▶ What you are asked to do
Continue the passage about foreign influence in Jerusalem under the Ottoman Empire from its last sentence.
┌─ Source
In 1841 an Anglo Prussian agreement to establish a Protestant bishopric was agreed which was a move to convert both Jews and Orthodox/Catholic in Jerusalem to Protestantism and establish a foothold for a colony. This was a move against both Russian and French influence and wasn’t for the purposes of protecting Jewish interests, though it may have become that in part due to a wave of emigration by Russian Jews. The Russians did not establish a consulate and instead encouraged Russian Jews in Jerusalem to change their allegiance to the British in order to obtain consular protection.

I think much of what transpired was driven by reaction to events and hedging bets rather than any grand plan. Due to debt the Ottoman Empire was beginning to open up to other trading interests. The region became much more important with the discovery of oil and the subsequent race to get rights for oil exploration from the Ottoman Empire which aligned with the bankers interests and by that time, the Jewish zionists.
└─
┌─ Stored data
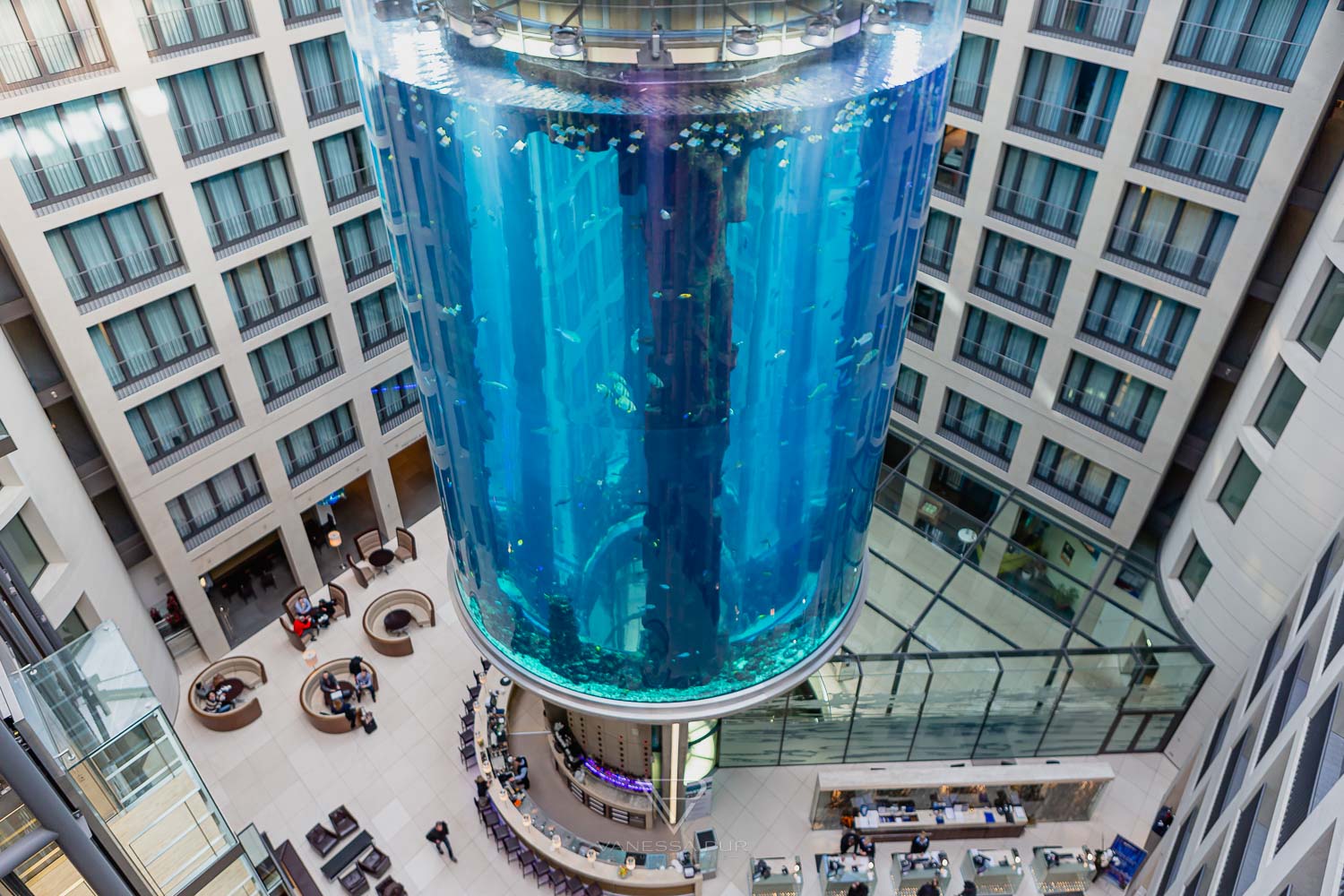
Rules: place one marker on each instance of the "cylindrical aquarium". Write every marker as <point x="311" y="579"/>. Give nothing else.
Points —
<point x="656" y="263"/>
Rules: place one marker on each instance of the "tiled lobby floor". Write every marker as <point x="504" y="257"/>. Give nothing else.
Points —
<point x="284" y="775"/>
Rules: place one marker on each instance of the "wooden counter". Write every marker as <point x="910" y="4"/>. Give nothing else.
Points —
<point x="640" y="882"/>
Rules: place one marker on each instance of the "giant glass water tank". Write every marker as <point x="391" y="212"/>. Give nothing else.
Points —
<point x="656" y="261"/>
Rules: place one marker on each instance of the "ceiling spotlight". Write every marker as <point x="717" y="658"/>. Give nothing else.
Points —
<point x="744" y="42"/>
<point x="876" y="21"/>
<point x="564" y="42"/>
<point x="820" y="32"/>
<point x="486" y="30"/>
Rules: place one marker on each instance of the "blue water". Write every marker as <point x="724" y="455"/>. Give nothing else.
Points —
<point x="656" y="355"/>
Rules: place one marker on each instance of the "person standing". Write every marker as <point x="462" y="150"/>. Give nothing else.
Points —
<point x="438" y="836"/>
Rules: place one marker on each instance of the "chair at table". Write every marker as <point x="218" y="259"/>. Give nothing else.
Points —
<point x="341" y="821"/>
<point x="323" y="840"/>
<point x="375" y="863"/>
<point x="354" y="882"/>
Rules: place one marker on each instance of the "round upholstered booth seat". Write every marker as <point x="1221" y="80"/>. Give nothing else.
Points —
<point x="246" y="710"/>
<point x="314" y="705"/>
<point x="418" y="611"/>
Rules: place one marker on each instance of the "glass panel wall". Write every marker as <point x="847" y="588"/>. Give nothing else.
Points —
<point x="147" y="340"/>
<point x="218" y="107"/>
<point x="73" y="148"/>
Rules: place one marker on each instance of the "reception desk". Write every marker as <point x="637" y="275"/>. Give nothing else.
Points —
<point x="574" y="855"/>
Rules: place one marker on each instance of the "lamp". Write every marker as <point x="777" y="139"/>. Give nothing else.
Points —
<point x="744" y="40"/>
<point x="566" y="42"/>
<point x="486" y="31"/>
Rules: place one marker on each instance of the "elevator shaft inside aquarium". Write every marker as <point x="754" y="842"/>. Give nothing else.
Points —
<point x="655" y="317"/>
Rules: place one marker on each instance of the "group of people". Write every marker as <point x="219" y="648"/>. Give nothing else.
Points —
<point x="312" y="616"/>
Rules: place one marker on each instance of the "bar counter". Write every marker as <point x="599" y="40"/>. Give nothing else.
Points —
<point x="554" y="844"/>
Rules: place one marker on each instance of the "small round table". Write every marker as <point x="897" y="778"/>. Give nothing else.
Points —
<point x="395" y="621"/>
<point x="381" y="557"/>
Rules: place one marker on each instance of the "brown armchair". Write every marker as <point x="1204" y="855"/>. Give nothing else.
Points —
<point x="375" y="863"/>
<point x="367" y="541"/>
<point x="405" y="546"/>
└─
▶ Final answer
A good source of information on restoration and the emergence of Zionism and the diplomatic manoeuvres of the big players is Lucien Wolf - “Notes on the Diplomatic History of the Jewish Question” (1918), which is free to read on Project Gutenberg.

Aside - This book contains an interesting secret communication between the Russian and German governments regarding their suspicions about international and Jewish conspiracy to overthrow the Russian government. This coincides with the secret Bjorko pact that was being negotiated between Russia and Germany pre WW1.